### Given records
————————

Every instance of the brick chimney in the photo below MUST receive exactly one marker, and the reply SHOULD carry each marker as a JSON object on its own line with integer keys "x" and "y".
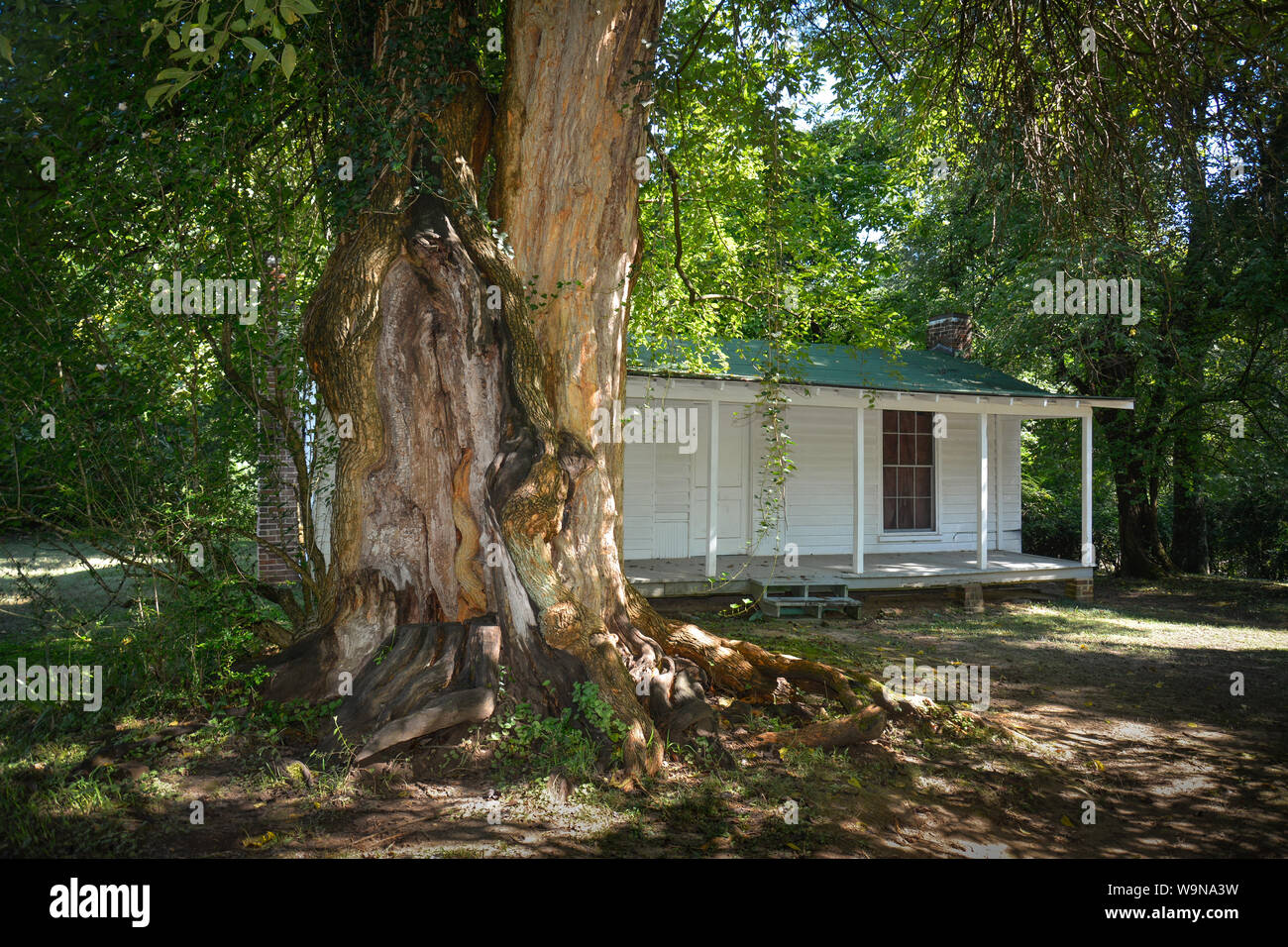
{"x": 278, "y": 521}
{"x": 949, "y": 333}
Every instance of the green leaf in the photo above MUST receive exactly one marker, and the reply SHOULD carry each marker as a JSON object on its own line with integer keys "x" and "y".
{"x": 153, "y": 94}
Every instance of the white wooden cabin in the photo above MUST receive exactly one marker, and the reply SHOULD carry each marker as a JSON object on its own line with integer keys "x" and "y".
{"x": 907, "y": 474}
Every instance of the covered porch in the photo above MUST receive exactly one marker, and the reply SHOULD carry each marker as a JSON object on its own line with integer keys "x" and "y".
{"x": 739, "y": 575}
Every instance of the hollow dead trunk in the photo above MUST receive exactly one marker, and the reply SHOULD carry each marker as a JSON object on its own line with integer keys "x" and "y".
{"x": 476, "y": 515}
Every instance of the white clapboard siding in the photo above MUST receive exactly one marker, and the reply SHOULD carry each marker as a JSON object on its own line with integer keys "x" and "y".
{"x": 820, "y": 489}
{"x": 666, "y": 491}
{"x": 658, "y": 492}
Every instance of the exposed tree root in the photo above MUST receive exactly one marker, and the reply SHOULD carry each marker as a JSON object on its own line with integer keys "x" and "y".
{"x": 855, "y": 728}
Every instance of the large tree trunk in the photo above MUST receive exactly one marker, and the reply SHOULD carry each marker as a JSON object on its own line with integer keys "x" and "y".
{"x": 1189, "y": 504}
{"x": 476, "y": 517}
{"x": 1140, "y": 543}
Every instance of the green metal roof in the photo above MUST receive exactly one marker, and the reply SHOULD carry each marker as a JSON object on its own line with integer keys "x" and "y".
{"x": 841, "y": 367}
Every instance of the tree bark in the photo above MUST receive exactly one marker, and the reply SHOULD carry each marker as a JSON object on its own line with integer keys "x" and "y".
{"x": 476, "y": 517}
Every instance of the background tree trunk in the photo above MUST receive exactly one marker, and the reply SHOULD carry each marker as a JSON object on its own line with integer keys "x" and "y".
{"x": 476, "y": 517}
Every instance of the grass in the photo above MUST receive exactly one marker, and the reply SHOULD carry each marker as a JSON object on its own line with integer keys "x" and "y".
{"x": 1126, "y": 702}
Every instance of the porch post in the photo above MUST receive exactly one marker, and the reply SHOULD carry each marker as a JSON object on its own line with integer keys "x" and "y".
{"x": 712, "y": 486}
{"x": 858, "y": 491}
{"x": 982, "y": 512}
{"x": 1089, "y": 553}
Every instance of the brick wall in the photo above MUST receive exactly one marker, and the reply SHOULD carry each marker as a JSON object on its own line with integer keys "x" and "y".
{"x": 278, "y": 521}
{"x": 951, "y": 330}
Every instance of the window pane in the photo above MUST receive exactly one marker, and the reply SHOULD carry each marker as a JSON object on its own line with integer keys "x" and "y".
{"x": 905, "y": 513}
{"x": 906, "y": 480}
{"x": 890, "y": 449}
{"x": 922, "y": 514}
{"x": 907, "y": 449}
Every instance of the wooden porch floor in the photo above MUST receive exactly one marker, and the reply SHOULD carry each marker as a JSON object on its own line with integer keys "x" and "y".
{"x": 738, "y": 575}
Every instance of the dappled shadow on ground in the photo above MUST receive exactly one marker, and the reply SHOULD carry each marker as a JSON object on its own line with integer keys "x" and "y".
{"x": 1125, "y": 705}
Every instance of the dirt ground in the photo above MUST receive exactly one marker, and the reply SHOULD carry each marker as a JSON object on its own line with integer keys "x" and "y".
{"x": 1125, "y": 703}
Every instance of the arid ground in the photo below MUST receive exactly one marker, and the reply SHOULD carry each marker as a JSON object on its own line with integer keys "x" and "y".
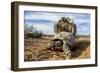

————————

### Work to be completed
Count how many lines in the items above contain "brick", matching case exactly, and reply with only that number.

### Solution to the problem
2